* **WHAT TO DO**:
1. Do these statements agree with the spider article? Answer yes or no for each, and quote the deciding words. (a) Spiders have antennae. (b) Some spiders have as many as 12 eyes. (c) There are 45,000 known species of spiders worldwide.
2. Repeat the spider article between "Spiders are not" and "in South Texas.", inclusive.
3. What comes next in the spider article? Write the continuation, starting after its last sentence.

* **TEXT SEGMENT**:
Annoying but valuable garden mates

Story and photos by Anita Westervelt, Texas Master Naturalist

Arrow-shaped Orb Weaver. (Photo by Anita Westervelt)

There’s nothing quite as mystical as a crisp, heavy-dewed morning at first light. Fences, shrubs, trees and anything that didn’t move during the night are shrouded in artfully constructed spider webs that glint and dazzle in the sun.

Spiders are not insects. They are called arachnids because they belong to the class of animals called Arachnida. Spiders have two body parts, eight legs and no antennae. Most spiders have eight eyes; some as many as 12. Spiders are invertebrates; they don’t have bones; they have an exoskeleton.

Arrow-shaped Orb Weaver, underside. (Photo by Anita Westervelt)

There are 45,000 known species of spiders worldwide. Likely, there are more than a thousand species within Texas and most can be found in South Texas.

* **PROVIDED MATERIAL**:
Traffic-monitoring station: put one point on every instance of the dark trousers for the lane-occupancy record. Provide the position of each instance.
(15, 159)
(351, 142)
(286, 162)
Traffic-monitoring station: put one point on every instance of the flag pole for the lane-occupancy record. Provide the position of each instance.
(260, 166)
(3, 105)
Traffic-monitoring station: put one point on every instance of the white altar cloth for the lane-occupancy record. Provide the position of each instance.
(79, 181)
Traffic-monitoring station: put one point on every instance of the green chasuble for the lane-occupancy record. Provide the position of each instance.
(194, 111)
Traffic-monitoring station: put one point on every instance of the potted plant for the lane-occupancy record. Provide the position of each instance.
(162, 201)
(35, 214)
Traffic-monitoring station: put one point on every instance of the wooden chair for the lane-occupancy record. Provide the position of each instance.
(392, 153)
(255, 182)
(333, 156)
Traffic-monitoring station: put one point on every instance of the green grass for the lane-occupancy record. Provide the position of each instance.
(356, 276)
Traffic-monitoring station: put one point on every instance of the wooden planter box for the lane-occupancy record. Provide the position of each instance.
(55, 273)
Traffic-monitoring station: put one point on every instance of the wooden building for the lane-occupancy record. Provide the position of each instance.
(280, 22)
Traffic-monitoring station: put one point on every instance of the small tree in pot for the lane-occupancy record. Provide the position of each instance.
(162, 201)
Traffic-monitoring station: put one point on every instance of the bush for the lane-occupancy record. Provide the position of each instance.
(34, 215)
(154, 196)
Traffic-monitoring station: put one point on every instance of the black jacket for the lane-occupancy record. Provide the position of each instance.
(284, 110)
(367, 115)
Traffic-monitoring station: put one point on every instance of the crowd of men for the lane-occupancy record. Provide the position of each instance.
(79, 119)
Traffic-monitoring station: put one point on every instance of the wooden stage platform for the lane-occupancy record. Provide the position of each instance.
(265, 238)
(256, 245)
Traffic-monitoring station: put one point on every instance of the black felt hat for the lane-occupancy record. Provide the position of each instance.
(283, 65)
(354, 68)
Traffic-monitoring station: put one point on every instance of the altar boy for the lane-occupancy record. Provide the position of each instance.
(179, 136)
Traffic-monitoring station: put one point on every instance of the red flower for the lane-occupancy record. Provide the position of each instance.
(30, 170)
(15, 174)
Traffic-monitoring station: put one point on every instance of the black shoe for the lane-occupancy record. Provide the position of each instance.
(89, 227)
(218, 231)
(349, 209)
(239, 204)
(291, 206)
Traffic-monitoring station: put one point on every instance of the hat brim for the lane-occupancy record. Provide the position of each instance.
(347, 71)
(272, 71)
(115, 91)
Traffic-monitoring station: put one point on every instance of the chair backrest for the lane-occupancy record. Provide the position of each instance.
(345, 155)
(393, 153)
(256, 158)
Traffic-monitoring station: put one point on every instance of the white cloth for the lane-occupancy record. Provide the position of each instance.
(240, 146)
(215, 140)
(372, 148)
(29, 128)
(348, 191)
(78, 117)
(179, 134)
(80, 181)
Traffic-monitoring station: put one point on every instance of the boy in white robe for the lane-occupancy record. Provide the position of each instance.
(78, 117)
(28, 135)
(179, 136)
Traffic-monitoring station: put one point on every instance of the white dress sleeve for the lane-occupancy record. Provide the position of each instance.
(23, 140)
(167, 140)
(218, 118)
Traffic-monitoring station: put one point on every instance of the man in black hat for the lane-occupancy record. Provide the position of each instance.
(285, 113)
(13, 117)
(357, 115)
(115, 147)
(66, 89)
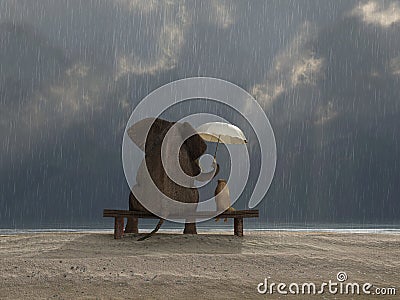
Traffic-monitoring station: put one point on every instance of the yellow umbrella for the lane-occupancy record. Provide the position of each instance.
(217, 132)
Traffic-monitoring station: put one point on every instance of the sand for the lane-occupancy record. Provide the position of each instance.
(204, 266)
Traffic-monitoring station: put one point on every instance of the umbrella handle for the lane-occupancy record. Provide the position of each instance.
(216, 148)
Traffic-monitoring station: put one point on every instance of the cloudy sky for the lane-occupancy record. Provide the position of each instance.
(326, 73)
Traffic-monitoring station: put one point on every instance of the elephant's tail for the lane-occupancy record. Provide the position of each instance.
(153, 232)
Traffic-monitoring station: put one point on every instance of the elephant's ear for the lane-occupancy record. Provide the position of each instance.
(195, 144)
(137, 132)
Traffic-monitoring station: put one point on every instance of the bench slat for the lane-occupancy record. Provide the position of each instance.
(201, 214)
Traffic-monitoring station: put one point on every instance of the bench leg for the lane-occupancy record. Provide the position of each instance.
(118, 227)
(132, 225)
(238, 226)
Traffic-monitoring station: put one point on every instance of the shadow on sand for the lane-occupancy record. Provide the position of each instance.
(86, 245)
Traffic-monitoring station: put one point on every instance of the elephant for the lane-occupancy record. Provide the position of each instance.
(160, 138)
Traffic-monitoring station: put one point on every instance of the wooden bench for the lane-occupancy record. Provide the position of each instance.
(119, 215)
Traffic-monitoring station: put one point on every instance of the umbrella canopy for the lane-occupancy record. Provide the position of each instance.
(220, 132)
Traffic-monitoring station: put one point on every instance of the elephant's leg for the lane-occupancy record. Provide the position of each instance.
(190, 228)
(132, 224)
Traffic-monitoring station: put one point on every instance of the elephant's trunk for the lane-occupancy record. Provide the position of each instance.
(153, 232)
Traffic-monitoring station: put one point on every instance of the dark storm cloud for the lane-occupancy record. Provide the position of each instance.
(327, 74)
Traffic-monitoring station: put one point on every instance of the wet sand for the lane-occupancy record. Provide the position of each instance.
(204, 266)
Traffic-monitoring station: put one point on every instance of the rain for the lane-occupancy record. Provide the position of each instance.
(326, 73)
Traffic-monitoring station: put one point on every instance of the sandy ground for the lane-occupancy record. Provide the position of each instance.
(206, 266)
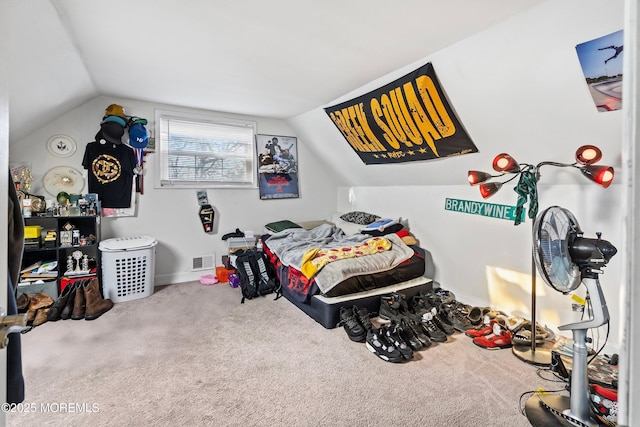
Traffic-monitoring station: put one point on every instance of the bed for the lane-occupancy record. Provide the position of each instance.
(344, 281)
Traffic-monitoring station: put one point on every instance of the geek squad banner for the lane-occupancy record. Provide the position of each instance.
(408, 119)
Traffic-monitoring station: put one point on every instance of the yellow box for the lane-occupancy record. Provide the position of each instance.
(32, 231)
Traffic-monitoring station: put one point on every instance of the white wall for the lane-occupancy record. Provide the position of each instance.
(171, 215)
(487, 261)
(516, 87)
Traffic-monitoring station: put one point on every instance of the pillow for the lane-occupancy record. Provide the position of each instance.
(349, 228)
(358, 217)
(278, 226)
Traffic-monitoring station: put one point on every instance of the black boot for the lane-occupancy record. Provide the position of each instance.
(68, 308)
(56, 310)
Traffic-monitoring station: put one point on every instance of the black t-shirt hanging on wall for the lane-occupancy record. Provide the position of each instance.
(110, 168)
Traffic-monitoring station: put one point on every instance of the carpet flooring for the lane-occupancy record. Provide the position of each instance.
(192, 355)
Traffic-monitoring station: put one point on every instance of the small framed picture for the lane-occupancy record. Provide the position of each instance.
(66, 237)
(277, 166)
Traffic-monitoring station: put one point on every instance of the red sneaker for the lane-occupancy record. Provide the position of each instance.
(499, 339)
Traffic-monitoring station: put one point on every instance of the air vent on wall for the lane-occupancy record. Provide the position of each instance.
(204, 262)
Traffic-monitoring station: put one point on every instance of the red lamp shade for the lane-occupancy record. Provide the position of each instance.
(488, 190)
(602, 175)
(505, 163)
(588, 154)
(477, 177)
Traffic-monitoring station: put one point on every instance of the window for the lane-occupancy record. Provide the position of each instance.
(200, 151)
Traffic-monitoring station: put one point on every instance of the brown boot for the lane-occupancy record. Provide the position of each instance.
(95, 306)
(41, 316)
(36, 302)
(23, 303)
(79, 302)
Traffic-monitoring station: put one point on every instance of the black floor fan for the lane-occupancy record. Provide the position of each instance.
(566, 259)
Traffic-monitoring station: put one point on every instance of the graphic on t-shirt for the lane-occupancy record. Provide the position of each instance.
(106, 168)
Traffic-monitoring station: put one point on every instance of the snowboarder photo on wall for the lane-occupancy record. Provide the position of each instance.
(277, 166)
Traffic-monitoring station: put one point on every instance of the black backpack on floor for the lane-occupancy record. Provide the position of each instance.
(257, 275)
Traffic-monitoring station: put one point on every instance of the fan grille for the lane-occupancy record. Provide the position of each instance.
(553, 230)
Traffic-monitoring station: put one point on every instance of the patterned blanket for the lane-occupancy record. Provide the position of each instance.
(291, 245)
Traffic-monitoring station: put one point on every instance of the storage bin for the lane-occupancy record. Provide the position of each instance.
(32, 232)
(128, 267)
(49, 287)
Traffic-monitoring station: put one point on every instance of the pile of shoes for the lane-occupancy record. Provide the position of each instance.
(383, 341)
(503, 331)
(492, 336)
(80, 300)
(409, 324)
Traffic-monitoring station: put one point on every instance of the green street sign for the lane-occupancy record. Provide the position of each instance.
(481, 208)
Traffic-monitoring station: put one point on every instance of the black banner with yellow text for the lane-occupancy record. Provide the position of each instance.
(408, 119)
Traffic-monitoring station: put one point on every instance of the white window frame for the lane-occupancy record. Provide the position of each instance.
(162, 149)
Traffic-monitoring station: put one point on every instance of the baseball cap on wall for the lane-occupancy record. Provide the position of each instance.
(110, 131)
(114, 110)
(138, 137)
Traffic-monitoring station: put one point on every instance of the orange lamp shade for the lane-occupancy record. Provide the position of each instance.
(488, 190)
(478, 177)
(505, 163)
(588, 154)
(602, 175)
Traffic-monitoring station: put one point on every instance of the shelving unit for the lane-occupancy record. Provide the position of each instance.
(87, 225)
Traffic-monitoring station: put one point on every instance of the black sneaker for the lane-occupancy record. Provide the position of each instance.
(421, 305)
(416, 329)
(349, 321)
(433, 331)
(364, 318)
(409, 337)
(457, 317)
(392, 334)
(236, 233)
(390, 308)
(378, 344)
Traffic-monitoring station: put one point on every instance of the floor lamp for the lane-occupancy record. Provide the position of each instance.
(529, 174)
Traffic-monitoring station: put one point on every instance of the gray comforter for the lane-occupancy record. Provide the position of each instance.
(291, 244)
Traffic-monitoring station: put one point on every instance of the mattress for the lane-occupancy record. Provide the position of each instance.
(326, 310)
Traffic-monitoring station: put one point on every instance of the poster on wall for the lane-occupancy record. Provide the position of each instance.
(277, 166)
(601, 62)
(406, 120)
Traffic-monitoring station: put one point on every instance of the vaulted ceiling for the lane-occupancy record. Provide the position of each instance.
(277, 58)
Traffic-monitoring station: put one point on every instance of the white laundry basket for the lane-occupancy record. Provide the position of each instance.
(128, 267)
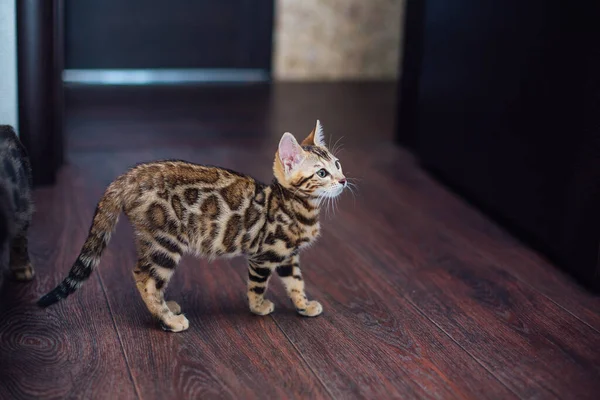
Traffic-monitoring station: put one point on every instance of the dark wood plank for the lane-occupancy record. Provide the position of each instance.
(523, 337)
(71, 350)
(370, 342)
(530, 344)
(227, 351)
(464, 224)
(420, 291)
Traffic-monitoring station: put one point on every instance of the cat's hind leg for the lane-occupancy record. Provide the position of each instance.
(152, 274)
(20, 263)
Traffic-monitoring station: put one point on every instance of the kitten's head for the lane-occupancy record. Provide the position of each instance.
(308, 169)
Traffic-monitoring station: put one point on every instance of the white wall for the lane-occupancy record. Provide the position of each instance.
(8, 63)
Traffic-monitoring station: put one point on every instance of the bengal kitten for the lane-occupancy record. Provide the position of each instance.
(176, 207)
(16, 205)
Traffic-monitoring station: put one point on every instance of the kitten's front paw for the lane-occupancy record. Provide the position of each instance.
(176, 323)
(313, 308)
(24, 274)
(266, 308)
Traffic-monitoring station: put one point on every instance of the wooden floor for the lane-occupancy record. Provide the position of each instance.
(424, 297)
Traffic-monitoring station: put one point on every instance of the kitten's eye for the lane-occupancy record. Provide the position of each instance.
(322, 173)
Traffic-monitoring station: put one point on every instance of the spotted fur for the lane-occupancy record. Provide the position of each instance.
(177, 207)
(15, 205)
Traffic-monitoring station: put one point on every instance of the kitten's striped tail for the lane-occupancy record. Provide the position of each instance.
(105, 220)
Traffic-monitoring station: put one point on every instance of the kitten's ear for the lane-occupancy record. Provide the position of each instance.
(290, 152)
(316, 137)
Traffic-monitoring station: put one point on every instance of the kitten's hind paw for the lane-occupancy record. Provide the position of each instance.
(266, 308)
(24, 274)
(175, 323)
(313, 308)
(174, 307)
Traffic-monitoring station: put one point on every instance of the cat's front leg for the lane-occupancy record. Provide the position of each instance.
(291, 276)
(258, 280)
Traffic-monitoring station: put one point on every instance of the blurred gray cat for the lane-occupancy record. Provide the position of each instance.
(16, 205)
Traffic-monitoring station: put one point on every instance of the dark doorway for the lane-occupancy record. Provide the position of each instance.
(181, 34)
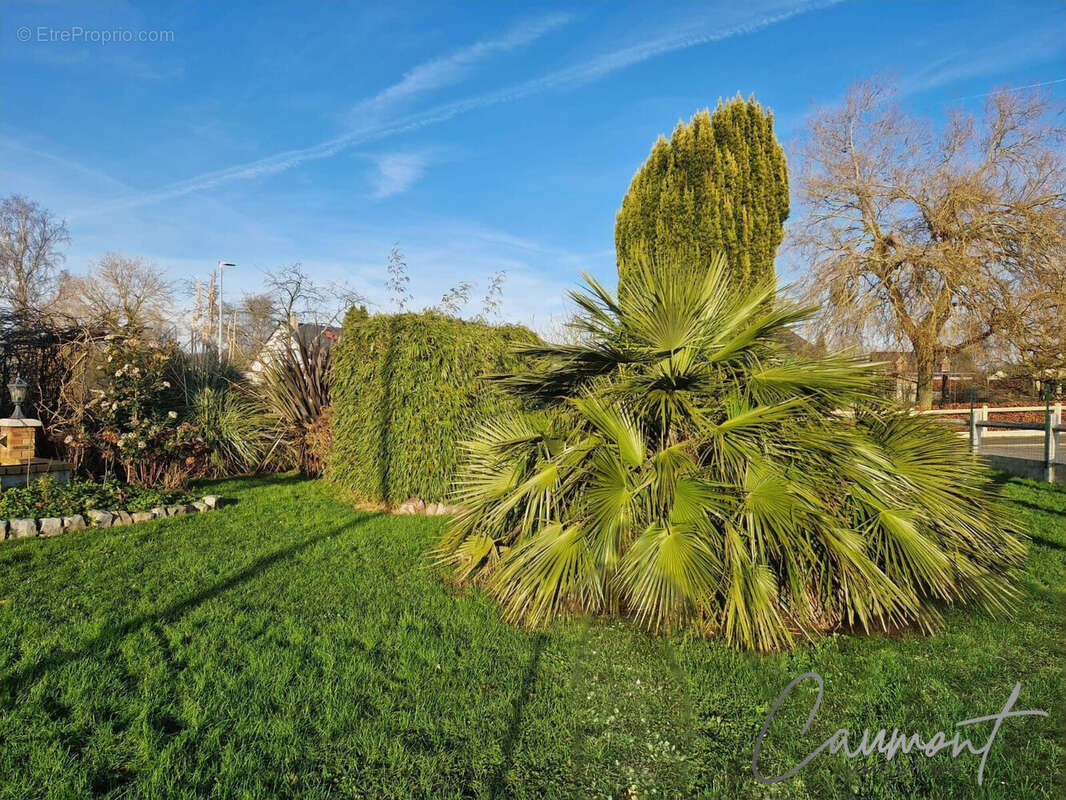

* **ANSWERS**:
1.
(a) No: "Spiders have two body parts, eight legs and no antennae."
(b) Yes: "Most spiders have eight eyes; some as many as 12."
(c) Yes: "There are 45,000 known species of spiders worldwide."

2.
Spiders are not insects. They are called arachnids because they belong to the class of animals called Arachnida. Spiders have two body parts, eight legs and no antennae. Most spiders have eight eyes; some as many as 12. Spiders are invertebrates; they don’t have bones; they have an exoskeleton.

Arrow-shaped Orb Weaver, underside. (Photo by Anita Westervelt)

There are 45,000 known species of spiders worldwide. Likely, there are more than a thousand species within Texas and most can be found in South Texas.

3.
There are two kinds of spiders, based on hunting styles: those that trap and those that hunt.

It’s the trappers that build the webs, like orb weavers, a common group of spiders often found in Valley gardens. Orb weavers are of many different shapes, colors and sizes. Their markings vary from stripes, blotches and circles in colors ranging from creamy white, lime green and chocolate brown to primary colors of red, green and yellow. Some orb weavers are triangular in shape with humps, bumps, spikes and angles; others have distended round abdomens that seem to have been inflated like a balloon.

Orb weavers are members of the spider family Araneidae. More than 3,500 species of orb weavers have been identified throughout the world, and nearly 200 species are found in North America.

Silver Garden Orb Weaver. (Photo by Anita Westervelt)

Spiders are important worldwide. They help maintain the insect population at a reasonable number; they catch and eat insects, including crop-destroying insects in the field. Orb weavers eat twice their weight a day in aphids, ants, leafhoppers, leaf miners, grasshoppers, flies, beetles, moths, caterpillars, mosquitoes and wasps as well as other flying insects.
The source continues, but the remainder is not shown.